Work required: The answer is the number of lines in the data that contain the word "barge"; give it alone.
BEGIN Input records
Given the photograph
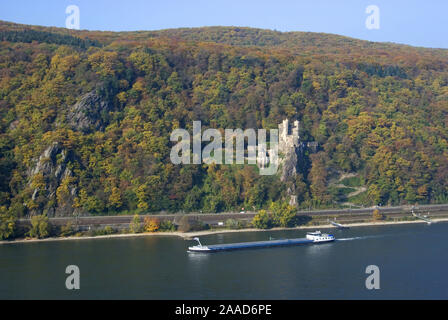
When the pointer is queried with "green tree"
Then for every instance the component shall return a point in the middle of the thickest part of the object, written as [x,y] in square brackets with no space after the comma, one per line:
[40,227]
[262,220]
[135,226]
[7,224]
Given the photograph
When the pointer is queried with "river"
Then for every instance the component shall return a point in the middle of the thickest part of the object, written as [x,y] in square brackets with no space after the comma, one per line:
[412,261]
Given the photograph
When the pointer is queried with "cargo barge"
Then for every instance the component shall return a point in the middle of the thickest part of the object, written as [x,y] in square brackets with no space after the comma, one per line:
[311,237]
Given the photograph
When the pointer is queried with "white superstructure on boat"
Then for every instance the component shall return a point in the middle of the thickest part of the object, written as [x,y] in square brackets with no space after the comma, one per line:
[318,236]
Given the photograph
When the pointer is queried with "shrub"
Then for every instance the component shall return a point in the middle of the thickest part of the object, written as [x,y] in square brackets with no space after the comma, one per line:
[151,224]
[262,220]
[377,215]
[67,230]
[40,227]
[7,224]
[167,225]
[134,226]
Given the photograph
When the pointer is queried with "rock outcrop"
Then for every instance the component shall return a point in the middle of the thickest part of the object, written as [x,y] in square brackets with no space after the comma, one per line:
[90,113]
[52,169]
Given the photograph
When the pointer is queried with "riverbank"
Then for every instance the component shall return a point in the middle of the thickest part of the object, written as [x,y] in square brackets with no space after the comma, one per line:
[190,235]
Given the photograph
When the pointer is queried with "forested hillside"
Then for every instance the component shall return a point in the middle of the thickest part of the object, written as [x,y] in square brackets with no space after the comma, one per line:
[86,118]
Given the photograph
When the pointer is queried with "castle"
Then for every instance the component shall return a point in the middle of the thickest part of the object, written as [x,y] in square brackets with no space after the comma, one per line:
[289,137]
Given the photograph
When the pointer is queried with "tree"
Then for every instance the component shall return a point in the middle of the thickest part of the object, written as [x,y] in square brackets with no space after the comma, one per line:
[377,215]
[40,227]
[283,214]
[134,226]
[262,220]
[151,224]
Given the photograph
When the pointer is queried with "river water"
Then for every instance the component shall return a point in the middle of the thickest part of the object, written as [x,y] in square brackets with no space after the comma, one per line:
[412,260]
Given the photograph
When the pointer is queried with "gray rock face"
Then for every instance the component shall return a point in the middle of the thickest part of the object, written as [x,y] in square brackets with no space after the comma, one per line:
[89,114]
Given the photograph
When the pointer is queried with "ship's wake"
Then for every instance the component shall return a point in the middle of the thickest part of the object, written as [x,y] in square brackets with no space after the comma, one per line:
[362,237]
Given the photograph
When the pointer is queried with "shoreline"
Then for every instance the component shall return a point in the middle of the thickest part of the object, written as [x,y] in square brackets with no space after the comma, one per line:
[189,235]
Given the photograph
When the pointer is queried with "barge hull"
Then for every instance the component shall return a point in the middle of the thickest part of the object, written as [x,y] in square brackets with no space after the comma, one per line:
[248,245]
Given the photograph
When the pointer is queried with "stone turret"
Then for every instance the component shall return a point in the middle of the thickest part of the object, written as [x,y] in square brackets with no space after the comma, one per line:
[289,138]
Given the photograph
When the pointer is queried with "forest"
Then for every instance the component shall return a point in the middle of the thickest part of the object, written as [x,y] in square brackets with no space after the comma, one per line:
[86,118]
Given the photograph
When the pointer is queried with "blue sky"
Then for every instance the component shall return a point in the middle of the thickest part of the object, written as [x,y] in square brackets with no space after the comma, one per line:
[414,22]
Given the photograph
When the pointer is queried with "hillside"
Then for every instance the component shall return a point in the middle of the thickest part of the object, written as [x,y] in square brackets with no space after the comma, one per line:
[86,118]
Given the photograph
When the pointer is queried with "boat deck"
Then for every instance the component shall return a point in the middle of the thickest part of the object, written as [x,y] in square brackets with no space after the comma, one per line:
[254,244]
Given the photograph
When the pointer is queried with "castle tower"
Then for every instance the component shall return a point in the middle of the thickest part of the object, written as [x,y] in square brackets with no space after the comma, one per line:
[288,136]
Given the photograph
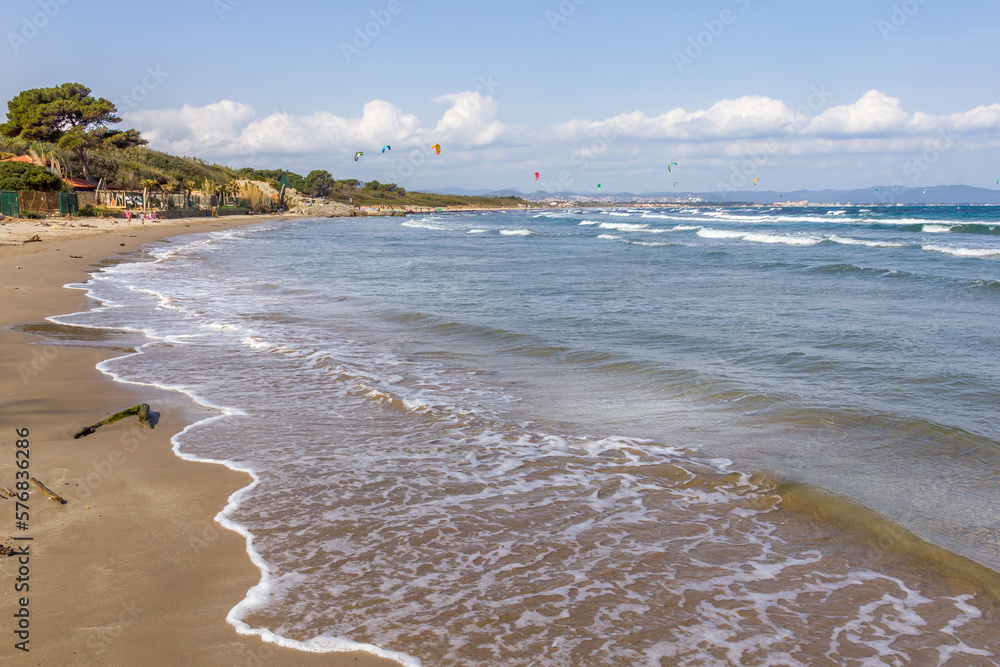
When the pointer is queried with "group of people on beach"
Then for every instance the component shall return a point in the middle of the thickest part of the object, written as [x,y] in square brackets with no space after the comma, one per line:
END Input records
The completed task: 2